Modified Rye Bread May Reduce Some Symptoms of Irritable Bowel Disease
A new study revealed that patients suffering from Irritable Bowel Syndrome who consumed a modified rye bread experienced milder symptoms of IBS compared to those who ate a regular rye bread.
The study, published in the journal Alimentary Pharmacology and Therapeutics, suggests that eating a rye bread modified to have a low "FODMAP" ((fermentable oligo- di- and mono-saccharides and polyols) can lessen the symptoms of Irritable Bowel Syndrome, including abdominal pain, diarrhea and constipation.
For the study, the researchers conducted a randomized double blind controlled cross-over study of 87 individuals with IBS recruited from the internet and Aava Medical Centre in Helsinki, Finland. The participants were given regular rye bread and low-FODMAP rye bread for four weeks. Both rye breads contained the same amount of ingredient with similar taste, appearance and packaging. The regular bread was prepared using traditional rye sourdough, while the modified bread was made using a specific sourdough system with a clearly lower FODMAP content.

◆ PROVIDED INFORMATION
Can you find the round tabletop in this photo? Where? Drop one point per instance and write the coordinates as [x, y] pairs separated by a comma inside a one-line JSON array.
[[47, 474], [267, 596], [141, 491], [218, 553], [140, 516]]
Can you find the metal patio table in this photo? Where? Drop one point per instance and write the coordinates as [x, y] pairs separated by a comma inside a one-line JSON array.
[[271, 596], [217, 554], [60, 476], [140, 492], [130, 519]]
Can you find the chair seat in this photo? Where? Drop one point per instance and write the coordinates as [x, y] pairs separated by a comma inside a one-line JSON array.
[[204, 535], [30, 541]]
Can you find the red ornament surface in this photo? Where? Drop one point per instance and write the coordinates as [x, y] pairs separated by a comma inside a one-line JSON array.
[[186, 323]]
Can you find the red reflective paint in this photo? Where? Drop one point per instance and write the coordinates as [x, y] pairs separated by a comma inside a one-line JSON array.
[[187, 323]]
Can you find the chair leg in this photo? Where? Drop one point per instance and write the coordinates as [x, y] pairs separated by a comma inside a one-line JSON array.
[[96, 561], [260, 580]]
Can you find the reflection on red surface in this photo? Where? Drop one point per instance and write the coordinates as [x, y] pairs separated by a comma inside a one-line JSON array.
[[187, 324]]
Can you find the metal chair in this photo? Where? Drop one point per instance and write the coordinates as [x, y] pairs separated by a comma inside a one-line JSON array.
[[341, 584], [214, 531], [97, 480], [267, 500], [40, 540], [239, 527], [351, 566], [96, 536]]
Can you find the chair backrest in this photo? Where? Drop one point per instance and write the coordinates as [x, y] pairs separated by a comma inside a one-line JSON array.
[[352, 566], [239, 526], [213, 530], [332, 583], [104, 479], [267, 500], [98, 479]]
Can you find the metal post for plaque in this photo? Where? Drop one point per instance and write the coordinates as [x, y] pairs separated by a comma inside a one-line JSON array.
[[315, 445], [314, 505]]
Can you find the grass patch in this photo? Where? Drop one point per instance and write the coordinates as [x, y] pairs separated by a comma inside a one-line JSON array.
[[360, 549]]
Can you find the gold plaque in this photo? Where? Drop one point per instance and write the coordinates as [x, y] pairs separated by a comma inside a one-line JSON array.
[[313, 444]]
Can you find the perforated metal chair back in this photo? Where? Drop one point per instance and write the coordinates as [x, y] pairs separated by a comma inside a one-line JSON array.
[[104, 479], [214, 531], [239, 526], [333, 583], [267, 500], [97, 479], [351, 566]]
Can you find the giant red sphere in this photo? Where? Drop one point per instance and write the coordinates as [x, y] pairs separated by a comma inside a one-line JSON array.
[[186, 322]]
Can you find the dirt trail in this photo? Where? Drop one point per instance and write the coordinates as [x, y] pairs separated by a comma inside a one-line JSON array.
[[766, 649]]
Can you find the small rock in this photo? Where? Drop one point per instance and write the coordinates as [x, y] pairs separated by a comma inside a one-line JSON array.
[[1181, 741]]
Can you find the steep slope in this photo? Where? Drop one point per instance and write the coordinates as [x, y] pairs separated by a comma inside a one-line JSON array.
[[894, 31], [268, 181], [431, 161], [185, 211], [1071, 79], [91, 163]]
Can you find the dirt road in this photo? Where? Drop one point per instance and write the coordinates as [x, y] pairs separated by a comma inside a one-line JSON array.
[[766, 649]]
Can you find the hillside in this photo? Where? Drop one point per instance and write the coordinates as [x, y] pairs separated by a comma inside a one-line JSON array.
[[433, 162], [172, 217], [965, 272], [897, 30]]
==
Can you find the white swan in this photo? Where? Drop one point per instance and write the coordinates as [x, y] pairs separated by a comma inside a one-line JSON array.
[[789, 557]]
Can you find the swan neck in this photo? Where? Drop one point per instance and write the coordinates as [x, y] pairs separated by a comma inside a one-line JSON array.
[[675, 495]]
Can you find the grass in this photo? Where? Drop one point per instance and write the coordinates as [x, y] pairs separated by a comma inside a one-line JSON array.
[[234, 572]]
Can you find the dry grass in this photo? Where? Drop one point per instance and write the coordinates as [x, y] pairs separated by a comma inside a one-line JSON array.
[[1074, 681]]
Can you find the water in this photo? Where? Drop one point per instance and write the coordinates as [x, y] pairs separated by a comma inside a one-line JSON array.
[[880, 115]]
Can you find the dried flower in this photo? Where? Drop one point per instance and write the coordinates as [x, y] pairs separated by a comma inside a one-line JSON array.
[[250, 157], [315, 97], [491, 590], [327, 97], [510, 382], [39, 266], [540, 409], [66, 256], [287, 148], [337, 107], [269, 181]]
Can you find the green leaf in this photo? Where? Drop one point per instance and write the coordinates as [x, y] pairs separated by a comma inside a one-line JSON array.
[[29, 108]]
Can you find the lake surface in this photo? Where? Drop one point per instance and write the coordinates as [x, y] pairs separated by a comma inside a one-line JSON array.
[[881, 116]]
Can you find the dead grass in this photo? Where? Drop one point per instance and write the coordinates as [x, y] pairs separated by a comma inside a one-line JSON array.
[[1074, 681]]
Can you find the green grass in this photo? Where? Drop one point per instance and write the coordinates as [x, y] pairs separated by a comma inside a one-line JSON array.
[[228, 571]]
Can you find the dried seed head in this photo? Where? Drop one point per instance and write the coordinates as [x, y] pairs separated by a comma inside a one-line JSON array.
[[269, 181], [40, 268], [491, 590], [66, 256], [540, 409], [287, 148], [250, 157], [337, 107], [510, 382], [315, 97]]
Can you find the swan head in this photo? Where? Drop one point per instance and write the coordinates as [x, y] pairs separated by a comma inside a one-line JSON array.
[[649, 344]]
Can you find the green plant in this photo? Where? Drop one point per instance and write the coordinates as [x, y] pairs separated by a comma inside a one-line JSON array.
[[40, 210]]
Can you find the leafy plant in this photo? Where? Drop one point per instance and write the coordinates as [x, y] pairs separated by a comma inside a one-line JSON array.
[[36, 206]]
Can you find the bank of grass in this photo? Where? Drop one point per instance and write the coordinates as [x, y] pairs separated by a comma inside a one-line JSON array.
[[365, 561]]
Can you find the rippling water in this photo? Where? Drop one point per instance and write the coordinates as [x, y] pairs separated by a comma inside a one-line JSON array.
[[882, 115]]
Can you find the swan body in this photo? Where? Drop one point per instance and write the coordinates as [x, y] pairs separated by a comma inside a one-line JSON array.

◆ PROBLEM
Transcribe the part of the rye bread article that begins at the words "For the study, the" and ends after "lower FODMAP content.". The items have no connection to the rye bread article.

◆ OUTPUT FOR THIS EXERCISE
For the study, the researchers conducted a randomized double blind controlled cross-over study of 87 individuals with IBS recruited from the internet and Aava Medical Centre in Helsinki, Finland. The participants were given regular rye bread and low-FODMAP rye bread for four weeks. Both rye breads contained the same amount of ingredient with similar taste, appearance and packaging. The regular bread was prepared using traditional rye sourdough, while the modified bread was made using a specific sourdough system with a clearly lower FODMAP content.